begin

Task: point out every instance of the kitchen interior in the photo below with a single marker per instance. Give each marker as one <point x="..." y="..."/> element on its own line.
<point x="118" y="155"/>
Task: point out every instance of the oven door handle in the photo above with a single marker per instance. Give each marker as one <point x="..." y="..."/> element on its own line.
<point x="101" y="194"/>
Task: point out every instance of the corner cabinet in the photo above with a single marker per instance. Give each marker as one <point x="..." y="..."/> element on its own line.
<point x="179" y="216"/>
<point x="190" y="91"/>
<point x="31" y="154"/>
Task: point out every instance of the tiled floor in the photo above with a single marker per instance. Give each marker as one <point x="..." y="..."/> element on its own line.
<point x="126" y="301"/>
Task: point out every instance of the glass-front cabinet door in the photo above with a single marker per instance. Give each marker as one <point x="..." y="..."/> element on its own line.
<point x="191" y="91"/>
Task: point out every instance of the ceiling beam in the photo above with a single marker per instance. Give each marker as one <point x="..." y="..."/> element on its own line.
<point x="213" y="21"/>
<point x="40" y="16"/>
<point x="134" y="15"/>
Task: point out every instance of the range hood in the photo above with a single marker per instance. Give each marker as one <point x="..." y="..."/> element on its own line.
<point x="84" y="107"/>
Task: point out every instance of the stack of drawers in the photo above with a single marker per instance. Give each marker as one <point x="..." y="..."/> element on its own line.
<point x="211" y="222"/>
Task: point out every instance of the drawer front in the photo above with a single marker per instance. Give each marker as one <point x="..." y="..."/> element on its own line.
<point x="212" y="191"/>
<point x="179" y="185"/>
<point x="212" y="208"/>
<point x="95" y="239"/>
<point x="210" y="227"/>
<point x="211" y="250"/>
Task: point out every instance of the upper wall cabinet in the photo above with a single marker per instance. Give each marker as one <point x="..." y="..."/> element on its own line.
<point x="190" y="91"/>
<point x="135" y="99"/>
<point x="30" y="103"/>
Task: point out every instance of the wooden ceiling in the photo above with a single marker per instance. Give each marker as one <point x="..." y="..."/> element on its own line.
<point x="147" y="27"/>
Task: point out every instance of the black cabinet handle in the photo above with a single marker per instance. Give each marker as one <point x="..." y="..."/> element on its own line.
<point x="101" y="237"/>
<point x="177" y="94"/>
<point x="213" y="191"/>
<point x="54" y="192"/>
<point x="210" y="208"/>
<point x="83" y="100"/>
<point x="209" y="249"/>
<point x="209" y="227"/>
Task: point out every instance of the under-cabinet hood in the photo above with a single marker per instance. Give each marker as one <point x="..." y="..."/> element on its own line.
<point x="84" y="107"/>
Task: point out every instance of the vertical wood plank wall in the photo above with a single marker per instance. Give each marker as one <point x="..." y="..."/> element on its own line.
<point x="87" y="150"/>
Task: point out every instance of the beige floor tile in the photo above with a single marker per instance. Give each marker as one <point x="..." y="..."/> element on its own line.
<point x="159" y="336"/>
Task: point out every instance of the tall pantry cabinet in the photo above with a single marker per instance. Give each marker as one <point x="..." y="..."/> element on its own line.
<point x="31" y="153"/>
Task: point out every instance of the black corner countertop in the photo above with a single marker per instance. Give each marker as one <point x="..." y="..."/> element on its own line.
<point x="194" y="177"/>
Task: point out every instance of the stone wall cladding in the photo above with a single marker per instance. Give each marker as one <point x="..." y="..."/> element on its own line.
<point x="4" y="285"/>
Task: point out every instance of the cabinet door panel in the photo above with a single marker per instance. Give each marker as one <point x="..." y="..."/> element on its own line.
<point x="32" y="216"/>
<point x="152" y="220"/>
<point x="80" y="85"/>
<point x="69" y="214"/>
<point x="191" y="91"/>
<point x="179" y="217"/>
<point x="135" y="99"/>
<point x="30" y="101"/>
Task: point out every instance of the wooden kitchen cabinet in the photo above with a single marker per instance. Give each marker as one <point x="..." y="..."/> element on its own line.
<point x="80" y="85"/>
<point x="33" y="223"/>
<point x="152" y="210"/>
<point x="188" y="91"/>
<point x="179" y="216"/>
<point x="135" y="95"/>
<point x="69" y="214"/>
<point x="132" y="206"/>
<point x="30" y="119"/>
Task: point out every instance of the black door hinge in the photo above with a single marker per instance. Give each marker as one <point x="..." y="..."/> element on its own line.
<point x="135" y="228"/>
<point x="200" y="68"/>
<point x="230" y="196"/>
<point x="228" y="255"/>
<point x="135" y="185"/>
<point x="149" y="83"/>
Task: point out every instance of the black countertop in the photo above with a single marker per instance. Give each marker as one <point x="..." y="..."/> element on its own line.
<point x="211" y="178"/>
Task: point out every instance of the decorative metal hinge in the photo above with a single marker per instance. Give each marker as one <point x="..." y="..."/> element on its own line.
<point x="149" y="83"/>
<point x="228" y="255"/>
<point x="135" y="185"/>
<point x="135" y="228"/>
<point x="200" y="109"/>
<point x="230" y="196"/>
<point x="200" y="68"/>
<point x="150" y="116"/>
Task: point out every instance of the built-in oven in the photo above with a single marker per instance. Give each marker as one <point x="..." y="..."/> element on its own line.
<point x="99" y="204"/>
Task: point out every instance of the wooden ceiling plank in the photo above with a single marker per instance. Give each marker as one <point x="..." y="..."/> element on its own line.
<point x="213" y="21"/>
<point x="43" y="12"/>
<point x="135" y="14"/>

end

### REQUEST
The full set of records should be duplicated exactly.

### FINAL RESULT
Task: point out every instance of the kitchen interior in the photo below with a single marker per instance. Give each marker as one <point x="..." y="..."/> element on its own line.
<point x="118" y="155"/>
Task: point out every instance of the oven door handle in the photo above with a single marker per instance. Give each marker as one <point x="..." y="..."/> element on its own line.
<point x="101" y="194"/>
Task: point out every instance of the corner cabinet in the photo above with a single marker per instance. Give each marker as one <point x="..." y="..."/> element on its own line.
<point x="179" y="216"/>
<point x="190" y="91"/>
<point x="31" y="154"/>
Task: point out every instance of the tiled floor in the photo above with a single marker per instance. Give each marker as one <point x="..." y="..."/> element on its own line.
<point x="126" y="301"/>
Task: point out every instance of the glass-front cabinet door in the photo above with a single marker per instance. Give each marker as one <point x="..." y="..."/> element on its own line.
<point x="191" y="91"/>
Task: point out every instance of the ceiling beam in the photo above with a single marker per instance. Give each marker as one <point x="..." y="..."/> element on its own line.
<point x="213" y="21"/>
<point x="40" y="16"/>
<point x="134" y="15"/>
Task: point out every instance of the range hood in the photo above with a single marker per instance. Give each marker as one <point x="..." y="..."/> element on its own line.
<point x="84" y="107"/>
Task: point out every instance of the stack of drawers in the photo above with a single marker per instance. Give each marker as one <point x="..." y="..."/> element on its own line.
<point x="211" y="222"/>
Task: point out every instance of the drawer front in the photo above with a single marker per instance. Give each marker as one <point x="..." y="..."/> element on its own line.
<point x="212" y="191"/>
<point x="179" y="185"/>
<point x="212" y="208"/>
<point x="95" y="239"/>
<point x="210" y="227"/>
<point x="211" y="250"/>
Task: point out every instance of the upper wall cabinet in the photo above with a single marker per instance. Give each marker as one <point x="..." y="..."/> element on its own line.
<point x="190" y="91"/>
<point x="135" y="99"/>
<point x="30" y="103"/>
Task: point out every instance of the wooden ceiling in the photo above with a single marker per instance. Give each marker as one <point x="..." y="..."/> element on its own line.
<point x="147" y="27"/>
Task: point out every instance of the black cabinet handle in the photo above with a single marker per instance. Give each marker as one <point x="..." y="..."/> element on its own line.
<point x="101" y="237"/>
<point x="177" y="94"/>
<point x="213" y="191"/>
<point x="54" y="192"/>
<point x="210" y="208"/>
<point x="83" y="100"/>
<point x="209" y="249"/>
<point x="209" y="227"/>
Task: point out every instance of the under-cabinet hood in the photo above with a single marker per instance. Give each marker as one <point x="..." y="..."/> element on its own line.
<point x="84" y="107"/>
Task: point out every instance of the vertical wood plank wall in the photo above with a single marker per instance. Give each marker as one <point x="..." y="..."/> element on its own line.
<point x="87" y="150"/>
Task: point out every instance of the beige floor tile in the photo above with a single marker per instance. Give each marker as one <point x="..." y="..."/> element on its own line.
<point x="159" y="336"/>
Task: point out every instance of the tall pantry cabinet in the photo above with a single marker per instance. Give each marker as one <point x="..." y="..."/> element on its own line.
<point x="31" y="153"/>
Task: point out every instance of the black corner countertop in the photo above with a single marker per instance. Give each marker as one <point x="..." y="..."/> element on its own line.
<point x="194" y="177"/>
Task: point out every instance of the stone wall cladding in the photo above with a single marker per instance. Give each marker as one <point x="..." y="..."/> element on its own line.
<point x="4" y="285"/>
Task: point out every instance of the cabinet door panel in the photo above with a single marker per instance. Give each marker as one <point x="..." y="..."/> element on its own line.
<point x="32" y="216"/>
<point x="152" y="220"/>
<point x="80" y="85"/>
<point x="69" y="214"/>
<point x="191" y="91"/>
<point x="179" y="217"/>
<point x="135" y="99"/>
<point x="30" y="101"/>
Task: point out every instance of the wooden kitchen cabinet in the photo above with a single marker per instance. Give each marker as one <point x="..." y="..."/> element on its own line.
<point x="80" y="85"/>
<point x="33" y="223"/>
<point x="152" y="210"/>
<point x="188" y="91"/>
<point x="179" y="216"/>
<point x="135" y="95"/>
<point x="69" y="214"/>
<point x="132" y="206"/>
<point x="30" y="119"/>
Task: point out every instance of the black door hinge in the photo above with a single marker per instance. Give each marker as one <point x="..." y="..."/> element on its own line.
<point x="135" y="228"/>
<point x="200" y="68"/>
<point x="230" y="196"/>
<point x="228" y="255"/>
<point x="135" y="185"/>
<point x="149" y="83"/>
Task: point out every instance of the black countertop in the photo above with a single marker per instance. Give each marker as one <point x="..." y="..."/> element on its own line.
<point x="211" y="178"/>
Task: point out every instance of the decorative metal hinge in the photo above with a single marker per instance. Give each marker as one <point x="..." y="..."/> element on its own line.
<point x="149" y="83"/>
<point x="228" y="255"/>
<point x="135" y="185"/>
<point x="135" y="228"/>
<point x="200" y="109"/>
<point x="230" y="196"/>
<point x="200" y="68"/>
<point x="150" y="116"/>
Task: point out every instance of the built-in oven in the photo above with a single marker per instance. Give each marker as one <point x="..." y="..."/> element on its own line.
<point x="99" y="204"/>
Task: point out every instance of the wooden ceiling plank in the photo above with a single marker per instance. Give each marker as one <point x="..." y="..."/> element on its own line.
<point x="213" y="21"/>
<point x="43" y="12"/>
<point x="135" y="14"/>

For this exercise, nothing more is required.